— LISTE DES TÂCHES —
1. Répondez brièvement à ces questions sur le texte consacré à Mircea Vultur.
(a) En quelle année a-t-il regardé le ciel de Paris pour la première fois ?
(b) Depuis combien de temps est-il installé au Québec ?
(c) Sous la direction de qui prépare-t-il son doctorat ?
2. D'après le texte consacré à Mircea Vultur, quelles sont toutes les choses qui témoignent de ses origines européennes orientales ?
3. Recopiez fidèlement le passage du texte consacré à Mircea Vultur qui va de « 19 octobre 2000 » à « origines européennes orientales. », ces deux segments inclus.

— TEXTE DE LA PAGE —
+++

19 octobre 2000 |
Lorsque Mircea Vultur a levé la tête pour la première
fois et regardé le ciel de Paris, en 1994, il y a vu la
liberté. À contrario, le ciel roumain de Bucarest,
la capitale de son pays, ressemblait toujours, selon lui, à
un horizon bouché par des barreaux de prison, même
après la chute du communisme. "Les gens en Occident
ne se rendent pas compte de leur richesse, lance cet étudiant
au doctorat en sociologie. La liberté, c'est un peu comme
la santé, on prend conscience de son existence quand on
n'en dispose plus." Pas de doute, la pensée, la philosophie
et même le lyrisme de Mircea Vultur témoignent mieux
que tout passeport de ses origines européennes orientales.
Installé depuis quatre ans au Québec, il met la
dernière main à un doctorat en sociologie à
l'Université Laval, qu'il prépare sous la direction
de Daniel Mercure.

+++

— ENREGISTREMENTS BRUTS —
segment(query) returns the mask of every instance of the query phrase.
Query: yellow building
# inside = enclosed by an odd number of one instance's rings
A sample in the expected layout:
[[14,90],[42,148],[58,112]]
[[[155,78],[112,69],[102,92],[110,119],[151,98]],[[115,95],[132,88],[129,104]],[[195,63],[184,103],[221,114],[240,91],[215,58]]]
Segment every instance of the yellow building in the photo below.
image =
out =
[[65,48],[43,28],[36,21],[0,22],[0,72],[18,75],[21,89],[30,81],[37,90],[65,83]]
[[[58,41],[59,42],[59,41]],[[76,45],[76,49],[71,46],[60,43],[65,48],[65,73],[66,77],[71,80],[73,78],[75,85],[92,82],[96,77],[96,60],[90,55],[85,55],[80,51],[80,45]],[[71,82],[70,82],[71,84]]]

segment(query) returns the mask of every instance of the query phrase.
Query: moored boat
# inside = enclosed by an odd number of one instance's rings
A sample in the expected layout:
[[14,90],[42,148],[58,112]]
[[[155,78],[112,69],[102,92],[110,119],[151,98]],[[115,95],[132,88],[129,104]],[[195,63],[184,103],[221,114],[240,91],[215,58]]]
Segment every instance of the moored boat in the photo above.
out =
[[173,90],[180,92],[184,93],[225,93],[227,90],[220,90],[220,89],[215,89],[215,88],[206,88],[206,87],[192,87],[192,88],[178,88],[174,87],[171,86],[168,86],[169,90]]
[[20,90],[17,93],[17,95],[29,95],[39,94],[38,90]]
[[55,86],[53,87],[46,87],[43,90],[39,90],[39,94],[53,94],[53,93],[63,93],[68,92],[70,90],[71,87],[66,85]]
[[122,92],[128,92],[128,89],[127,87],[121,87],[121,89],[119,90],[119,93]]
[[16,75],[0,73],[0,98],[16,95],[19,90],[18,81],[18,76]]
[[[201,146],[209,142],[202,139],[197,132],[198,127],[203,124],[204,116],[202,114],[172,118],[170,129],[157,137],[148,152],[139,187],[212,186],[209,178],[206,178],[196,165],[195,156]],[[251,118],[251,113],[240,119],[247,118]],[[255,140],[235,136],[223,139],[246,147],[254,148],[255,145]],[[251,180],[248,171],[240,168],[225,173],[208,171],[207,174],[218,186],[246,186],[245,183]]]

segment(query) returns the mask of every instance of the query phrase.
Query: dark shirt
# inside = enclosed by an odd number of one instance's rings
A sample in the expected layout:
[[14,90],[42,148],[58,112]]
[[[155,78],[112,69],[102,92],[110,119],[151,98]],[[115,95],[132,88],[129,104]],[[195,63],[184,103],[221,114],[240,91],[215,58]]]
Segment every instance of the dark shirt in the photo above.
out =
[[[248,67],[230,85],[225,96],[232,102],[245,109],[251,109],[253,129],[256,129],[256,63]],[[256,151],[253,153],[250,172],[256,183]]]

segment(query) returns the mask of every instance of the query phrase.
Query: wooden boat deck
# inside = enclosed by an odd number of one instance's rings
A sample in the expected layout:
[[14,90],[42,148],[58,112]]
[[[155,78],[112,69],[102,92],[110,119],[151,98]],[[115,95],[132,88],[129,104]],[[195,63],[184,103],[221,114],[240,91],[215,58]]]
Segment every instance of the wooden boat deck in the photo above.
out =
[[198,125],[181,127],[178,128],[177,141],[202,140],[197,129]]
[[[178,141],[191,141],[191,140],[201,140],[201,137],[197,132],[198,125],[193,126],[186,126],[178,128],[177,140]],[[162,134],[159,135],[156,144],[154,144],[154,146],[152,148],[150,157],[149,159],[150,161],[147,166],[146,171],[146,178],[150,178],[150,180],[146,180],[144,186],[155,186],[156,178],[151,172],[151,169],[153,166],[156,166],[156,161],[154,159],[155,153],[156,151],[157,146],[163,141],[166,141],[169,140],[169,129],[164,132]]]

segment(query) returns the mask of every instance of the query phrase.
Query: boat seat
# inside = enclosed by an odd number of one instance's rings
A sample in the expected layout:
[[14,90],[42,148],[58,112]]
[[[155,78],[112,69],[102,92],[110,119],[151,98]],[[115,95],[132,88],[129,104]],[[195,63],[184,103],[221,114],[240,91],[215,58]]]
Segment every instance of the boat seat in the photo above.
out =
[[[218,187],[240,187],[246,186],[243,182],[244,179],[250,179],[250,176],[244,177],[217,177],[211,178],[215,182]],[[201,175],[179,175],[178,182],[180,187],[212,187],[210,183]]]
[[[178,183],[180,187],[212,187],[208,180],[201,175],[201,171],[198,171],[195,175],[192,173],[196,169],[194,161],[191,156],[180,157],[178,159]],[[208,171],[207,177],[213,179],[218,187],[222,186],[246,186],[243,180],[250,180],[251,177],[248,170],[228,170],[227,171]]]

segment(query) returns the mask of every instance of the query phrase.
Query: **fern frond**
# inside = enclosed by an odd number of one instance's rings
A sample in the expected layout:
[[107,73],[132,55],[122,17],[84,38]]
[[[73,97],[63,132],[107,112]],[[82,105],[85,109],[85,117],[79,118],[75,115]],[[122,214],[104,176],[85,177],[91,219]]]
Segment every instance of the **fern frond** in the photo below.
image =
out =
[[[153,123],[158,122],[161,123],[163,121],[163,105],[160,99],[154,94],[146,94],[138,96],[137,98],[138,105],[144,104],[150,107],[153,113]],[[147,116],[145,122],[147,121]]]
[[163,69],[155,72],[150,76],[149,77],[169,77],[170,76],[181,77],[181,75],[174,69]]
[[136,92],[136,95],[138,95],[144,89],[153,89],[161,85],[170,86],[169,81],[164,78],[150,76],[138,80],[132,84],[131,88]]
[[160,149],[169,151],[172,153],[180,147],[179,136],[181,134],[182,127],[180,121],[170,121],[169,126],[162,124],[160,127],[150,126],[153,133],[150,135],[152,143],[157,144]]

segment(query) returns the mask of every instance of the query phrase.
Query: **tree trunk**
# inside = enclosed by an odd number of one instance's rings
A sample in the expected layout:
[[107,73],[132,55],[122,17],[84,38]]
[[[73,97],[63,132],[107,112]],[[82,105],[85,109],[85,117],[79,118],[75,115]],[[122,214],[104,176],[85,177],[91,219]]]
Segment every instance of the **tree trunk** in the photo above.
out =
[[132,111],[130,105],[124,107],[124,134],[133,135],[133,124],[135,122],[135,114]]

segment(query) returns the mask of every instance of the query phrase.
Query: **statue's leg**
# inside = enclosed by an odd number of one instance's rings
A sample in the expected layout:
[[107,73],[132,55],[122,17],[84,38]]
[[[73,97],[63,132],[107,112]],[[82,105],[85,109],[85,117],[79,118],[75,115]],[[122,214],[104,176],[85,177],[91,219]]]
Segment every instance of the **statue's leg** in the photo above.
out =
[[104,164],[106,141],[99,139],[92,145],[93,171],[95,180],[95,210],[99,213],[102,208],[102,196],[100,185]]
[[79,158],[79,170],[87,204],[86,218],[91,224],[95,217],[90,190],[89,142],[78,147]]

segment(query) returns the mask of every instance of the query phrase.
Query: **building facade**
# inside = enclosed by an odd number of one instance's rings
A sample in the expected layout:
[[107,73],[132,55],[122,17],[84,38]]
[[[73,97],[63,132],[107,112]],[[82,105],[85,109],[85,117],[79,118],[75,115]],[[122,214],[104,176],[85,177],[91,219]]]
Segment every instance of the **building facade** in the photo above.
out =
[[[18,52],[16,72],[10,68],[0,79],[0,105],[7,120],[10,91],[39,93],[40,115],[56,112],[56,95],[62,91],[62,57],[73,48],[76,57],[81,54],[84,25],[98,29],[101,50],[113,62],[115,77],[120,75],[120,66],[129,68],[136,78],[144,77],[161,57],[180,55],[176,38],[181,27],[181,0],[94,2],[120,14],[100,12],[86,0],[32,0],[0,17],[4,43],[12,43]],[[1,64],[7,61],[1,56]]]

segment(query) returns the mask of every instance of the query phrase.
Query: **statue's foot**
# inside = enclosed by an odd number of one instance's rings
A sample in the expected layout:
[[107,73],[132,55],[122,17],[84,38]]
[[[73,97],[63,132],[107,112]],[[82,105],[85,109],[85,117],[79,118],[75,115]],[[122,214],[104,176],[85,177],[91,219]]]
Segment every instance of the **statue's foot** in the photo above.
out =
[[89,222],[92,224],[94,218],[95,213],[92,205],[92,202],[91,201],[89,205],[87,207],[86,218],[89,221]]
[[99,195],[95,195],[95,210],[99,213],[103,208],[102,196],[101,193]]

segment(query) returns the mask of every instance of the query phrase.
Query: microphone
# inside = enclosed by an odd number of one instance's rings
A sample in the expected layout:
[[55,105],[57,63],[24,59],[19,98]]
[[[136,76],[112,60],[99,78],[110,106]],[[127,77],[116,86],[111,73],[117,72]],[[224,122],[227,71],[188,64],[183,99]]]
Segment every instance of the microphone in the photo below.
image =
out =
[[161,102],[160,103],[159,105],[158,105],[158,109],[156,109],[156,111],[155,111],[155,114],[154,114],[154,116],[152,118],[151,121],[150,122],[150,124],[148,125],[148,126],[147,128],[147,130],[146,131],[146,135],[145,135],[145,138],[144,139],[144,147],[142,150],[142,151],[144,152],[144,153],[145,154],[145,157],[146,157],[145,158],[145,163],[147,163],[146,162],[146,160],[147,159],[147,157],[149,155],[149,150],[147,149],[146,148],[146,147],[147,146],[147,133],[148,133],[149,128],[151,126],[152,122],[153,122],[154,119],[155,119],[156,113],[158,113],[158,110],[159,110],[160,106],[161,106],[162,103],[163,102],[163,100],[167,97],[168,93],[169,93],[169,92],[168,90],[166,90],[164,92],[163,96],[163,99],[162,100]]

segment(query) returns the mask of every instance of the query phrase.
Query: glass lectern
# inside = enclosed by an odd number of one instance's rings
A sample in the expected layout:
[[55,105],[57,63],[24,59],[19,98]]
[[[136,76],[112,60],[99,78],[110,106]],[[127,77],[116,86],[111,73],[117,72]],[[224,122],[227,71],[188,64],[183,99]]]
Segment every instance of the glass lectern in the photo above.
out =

+++

— RÉPONSES PAR TÂCHE —
1.
(a) En 1994.
(b) Depuis quatre ans.
(c) Sous la direction de Daniel Mercure.

2. La pensée, la philosophie et le lyrisme.

3.
19 octobre 2000 |
Lorsque Mircea Vultur a levé la tête pour la première
fois et regardé le ciel de Paris, en 1994, il y a vu la
liberté. À contrario, le ciel roumain de Bucarest,
la capitale de son pays, ressemblait toujours, selon lui, à
un horizon bouché par des barreaux de prison, même
après la chute du communisme. "Les gens en Occident
ne se rendent pas compte de leur richesse, lance cet étudiant
au doctorat en sociologie. La liberté, c'est un peu comme
la santé, on prend conscience de son existence quand on
n'en dispose plus." Pas de doute, la pensée, la philosophie
et même le lyrisme de Mircea Vultur témoignent mieux
que tout passeport de ses origines européennes orientales.